Dr. Giannaris currently serves as Chair of the first year Foundations of Medicine (FOM1) curriculum committee, Director of Anatomy and Course Co-Leader of the Development, Structure, and Function (DSF) course, as well as core faculty in the second year Brain: Track 1- Clinical Neuroanatomy course. The DSF course is the largest foundational course for first-year medical students at UMMS and integrates the disciplines of anatomy, embryology, histology, radiology and physiology. In this educational leadership role, she has been focused on effecting several changes to improve the quality of the student experience, increase integration among disciplines, and emphasize clinically relevant anatomy. Within the Department of Radiology, Dr. Giannaris has worked closely with colleagues to integrate teaching of clinical anatomy with diagnostic radiology. As part of the DSF leadership team, she was lauded with the Educational Achievement (Star) Award in 2019 for work in transforming this major foundational course into an engaging vertically and horizontally integrated learning experience for UMMS medical students. Dr. Giannaris has also been recognized by students for excellence in teaching with Outstanding Basic Science Medical Educator Awards in 2015 and 2020. She is currently overseeing the development and implementation of a longitudinal anatomy curriculum as part of the UMMS curriculum revolution efforts, a major collaborative effort with basic scientists and clinicians across the institution. She is inspired by the collaborative work and innovation that comes from engaging with colleagues on interprofessional teams.
In addition, Dr. Giannaris directs the Summer Prosection Program for rising second-year medical students who are interested in receiving further training in anatomy and developing educational materials to enhance the anatomy curriculum. Each year she also engages students in the Summer Curriculum Development Program and has produced innovative curricular resources in collaboration with them. She incorporates feedback and carefully evaluates each resource and curricular element with an eye on both content and the student experience. She enjoys working with students and strives to create a positive and inclusive learning environment.
Dr. Giannaris’ research interests include curriculum development, implementation and assessment for gross anatomy and neuroanatomy in undergraduate medical education. She also has a strong interest in the hidden curriculum that the anatomy dissection experience offers. She works to promote humanism in her teaching and has implemented special ceremonies for students both at the start and end of the anatomy course, in addition to well-established annual anatomical gift donor memorial service.
In addition to her many service contributions at UMMS, Dr. Giannaris is also involved on the national level with anatomy professional organizations. She is former chair and now presidential appointee on the Educational Affairs Committee (EAC) of the American Association of Clinical Anatomists (AACA) and a member of the Professional Development Committee (PDC) of the American Association of Anatomists (AAA).
Dr. Giannaris is also a graduate of the American Association of Medical College’s (AAMC) Leadership Education and Development (LEAD) year-long certificate program. The program focused on four areas: 1) vision and setting direction; 2) developing people; 3) developing organizations; and 4) managing effectively. She is also a graduate of the Junior Faculty Development Program (JFDP) at UMMS. She is a passionate and dedicated medical educator and leader who strives to make learners and colleagues feel engaged, empowered and valued.

• • •

**Work instructions:** Set down the passage on Dr. Giannaris word for word, from "In addition to her" to "of Anatomists (AAA).".

**Data provided:**
• • •

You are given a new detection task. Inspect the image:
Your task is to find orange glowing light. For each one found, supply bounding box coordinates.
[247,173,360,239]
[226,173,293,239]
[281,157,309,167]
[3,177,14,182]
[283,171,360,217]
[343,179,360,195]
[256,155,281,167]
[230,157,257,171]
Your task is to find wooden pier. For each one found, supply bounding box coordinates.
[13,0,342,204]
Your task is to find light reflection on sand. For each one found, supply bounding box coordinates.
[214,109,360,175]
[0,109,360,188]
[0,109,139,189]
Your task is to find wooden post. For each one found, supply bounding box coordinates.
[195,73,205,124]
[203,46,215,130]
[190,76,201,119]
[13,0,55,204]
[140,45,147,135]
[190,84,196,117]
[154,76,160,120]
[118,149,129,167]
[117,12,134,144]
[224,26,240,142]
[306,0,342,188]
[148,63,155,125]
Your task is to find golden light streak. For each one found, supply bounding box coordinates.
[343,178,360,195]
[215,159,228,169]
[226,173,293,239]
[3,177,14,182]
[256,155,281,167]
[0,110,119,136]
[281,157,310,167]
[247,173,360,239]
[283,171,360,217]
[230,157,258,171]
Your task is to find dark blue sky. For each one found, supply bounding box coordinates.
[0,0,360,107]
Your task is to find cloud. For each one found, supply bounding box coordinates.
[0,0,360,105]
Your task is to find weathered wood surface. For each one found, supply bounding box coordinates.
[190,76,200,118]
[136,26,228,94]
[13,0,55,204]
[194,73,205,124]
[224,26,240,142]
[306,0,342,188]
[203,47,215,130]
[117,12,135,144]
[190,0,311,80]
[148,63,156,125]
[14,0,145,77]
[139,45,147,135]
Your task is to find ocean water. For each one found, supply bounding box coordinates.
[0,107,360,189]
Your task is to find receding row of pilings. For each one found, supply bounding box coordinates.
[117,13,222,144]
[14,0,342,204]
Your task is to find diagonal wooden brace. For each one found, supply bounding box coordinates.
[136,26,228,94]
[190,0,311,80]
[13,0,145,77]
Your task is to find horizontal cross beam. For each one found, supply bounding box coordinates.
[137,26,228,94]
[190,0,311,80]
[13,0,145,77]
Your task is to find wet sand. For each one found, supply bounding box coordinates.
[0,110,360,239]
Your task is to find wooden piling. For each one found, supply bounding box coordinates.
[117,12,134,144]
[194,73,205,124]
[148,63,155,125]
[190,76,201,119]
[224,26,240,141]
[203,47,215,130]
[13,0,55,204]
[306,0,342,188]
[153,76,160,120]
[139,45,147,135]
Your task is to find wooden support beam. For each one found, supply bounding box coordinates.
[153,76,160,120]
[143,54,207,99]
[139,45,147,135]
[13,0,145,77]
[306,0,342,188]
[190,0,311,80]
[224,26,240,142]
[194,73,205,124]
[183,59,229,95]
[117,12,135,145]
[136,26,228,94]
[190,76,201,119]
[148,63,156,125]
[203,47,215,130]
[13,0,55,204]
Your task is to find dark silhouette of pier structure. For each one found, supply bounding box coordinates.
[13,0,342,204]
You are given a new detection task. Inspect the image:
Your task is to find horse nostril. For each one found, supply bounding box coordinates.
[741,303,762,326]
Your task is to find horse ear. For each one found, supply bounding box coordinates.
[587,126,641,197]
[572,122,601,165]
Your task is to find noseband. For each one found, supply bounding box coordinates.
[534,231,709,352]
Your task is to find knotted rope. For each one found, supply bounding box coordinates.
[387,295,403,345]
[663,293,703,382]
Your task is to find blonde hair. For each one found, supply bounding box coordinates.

• • •

**Solved exercise:**
In addition to her many service contributions at UMMS, Dr. Giannaris is also involved on the national level with anatomy professional organizations. She is former chair and now presidential appointee on the Educational Affairs Committee (EAC) of the American Association of Clinical Anatomists (AACA) and a member of the Professional Development Committee (PDC) of the American Association of Anatomists (AAA).